(Region labeling data)
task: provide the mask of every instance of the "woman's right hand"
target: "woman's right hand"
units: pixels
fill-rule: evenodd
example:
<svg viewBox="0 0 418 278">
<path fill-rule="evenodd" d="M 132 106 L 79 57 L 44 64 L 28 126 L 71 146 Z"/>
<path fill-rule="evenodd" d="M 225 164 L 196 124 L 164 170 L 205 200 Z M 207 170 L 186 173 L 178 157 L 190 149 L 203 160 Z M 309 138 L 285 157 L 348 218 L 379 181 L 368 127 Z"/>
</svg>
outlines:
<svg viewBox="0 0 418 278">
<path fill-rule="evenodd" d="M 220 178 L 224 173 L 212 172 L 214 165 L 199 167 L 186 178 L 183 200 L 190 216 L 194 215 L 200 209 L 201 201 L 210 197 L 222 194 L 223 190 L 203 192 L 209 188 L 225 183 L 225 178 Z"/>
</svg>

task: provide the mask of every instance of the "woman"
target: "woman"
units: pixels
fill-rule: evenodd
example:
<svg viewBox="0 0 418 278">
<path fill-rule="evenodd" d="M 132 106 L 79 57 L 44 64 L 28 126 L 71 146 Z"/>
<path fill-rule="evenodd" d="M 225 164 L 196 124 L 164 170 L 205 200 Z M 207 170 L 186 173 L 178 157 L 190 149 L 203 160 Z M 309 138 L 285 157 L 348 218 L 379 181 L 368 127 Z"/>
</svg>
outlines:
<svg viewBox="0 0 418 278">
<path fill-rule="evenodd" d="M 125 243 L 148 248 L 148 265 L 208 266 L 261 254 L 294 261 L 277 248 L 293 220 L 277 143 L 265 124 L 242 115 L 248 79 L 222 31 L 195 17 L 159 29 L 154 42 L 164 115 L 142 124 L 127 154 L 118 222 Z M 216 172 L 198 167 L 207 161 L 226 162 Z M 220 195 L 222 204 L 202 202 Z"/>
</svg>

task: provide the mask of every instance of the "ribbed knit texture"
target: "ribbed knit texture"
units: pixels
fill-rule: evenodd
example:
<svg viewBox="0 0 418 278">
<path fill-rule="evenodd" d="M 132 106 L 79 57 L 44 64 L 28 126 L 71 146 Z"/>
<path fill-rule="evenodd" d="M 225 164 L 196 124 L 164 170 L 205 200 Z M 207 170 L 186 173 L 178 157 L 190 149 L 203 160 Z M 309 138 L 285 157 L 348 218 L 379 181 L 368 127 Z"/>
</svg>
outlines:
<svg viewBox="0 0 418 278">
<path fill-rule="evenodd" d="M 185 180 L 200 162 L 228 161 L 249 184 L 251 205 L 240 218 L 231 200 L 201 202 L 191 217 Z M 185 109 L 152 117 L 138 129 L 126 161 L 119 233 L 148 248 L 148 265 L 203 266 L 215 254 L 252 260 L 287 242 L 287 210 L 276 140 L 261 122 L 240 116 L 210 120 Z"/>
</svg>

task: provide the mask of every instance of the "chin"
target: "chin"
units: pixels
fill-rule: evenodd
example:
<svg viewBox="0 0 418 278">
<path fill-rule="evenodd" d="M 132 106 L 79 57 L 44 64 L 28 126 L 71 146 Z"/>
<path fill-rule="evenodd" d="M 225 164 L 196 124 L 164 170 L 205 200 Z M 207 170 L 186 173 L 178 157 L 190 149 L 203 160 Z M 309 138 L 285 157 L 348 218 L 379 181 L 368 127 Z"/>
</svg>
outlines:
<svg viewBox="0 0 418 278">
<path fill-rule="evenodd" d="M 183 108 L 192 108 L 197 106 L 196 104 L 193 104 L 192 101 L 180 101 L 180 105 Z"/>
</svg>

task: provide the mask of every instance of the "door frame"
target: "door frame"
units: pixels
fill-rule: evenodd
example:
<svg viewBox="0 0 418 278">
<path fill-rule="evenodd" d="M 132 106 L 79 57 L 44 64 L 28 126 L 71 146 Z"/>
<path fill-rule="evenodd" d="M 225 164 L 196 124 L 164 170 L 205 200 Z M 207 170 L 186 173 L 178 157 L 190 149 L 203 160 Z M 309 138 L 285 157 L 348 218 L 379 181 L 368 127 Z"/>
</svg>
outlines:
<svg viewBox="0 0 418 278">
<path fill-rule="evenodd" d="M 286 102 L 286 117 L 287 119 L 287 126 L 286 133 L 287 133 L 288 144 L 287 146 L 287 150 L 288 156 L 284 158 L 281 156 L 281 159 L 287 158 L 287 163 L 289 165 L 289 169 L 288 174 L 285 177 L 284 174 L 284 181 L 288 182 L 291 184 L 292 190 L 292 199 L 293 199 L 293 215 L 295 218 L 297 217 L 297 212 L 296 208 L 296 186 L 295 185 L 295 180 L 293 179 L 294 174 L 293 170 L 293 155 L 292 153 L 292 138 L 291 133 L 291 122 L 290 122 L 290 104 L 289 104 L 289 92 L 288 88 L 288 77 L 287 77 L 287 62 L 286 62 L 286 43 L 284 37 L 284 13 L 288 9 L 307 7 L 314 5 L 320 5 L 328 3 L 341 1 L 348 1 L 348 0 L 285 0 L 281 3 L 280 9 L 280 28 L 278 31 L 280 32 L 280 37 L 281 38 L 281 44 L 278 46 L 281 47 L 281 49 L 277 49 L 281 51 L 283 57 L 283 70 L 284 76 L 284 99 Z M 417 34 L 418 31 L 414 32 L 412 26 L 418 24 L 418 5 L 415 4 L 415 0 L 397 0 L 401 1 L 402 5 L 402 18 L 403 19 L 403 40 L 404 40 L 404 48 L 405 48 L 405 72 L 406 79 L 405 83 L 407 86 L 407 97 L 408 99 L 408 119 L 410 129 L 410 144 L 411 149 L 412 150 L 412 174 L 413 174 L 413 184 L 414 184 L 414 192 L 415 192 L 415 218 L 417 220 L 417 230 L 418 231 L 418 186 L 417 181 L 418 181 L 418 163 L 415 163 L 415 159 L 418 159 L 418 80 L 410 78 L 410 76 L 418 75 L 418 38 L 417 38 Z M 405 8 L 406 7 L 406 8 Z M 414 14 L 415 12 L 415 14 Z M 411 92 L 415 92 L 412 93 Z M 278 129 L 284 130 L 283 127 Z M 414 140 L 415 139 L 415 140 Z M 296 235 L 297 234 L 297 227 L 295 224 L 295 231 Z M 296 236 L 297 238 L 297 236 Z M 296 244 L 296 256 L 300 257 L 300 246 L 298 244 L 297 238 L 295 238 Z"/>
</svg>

**Stated goal**
Pick out each line of the data above that contains the word "chin", and copy those lines.

**Solved exercise**
task: provide the mask of every instance of the "chin"
target: "chin"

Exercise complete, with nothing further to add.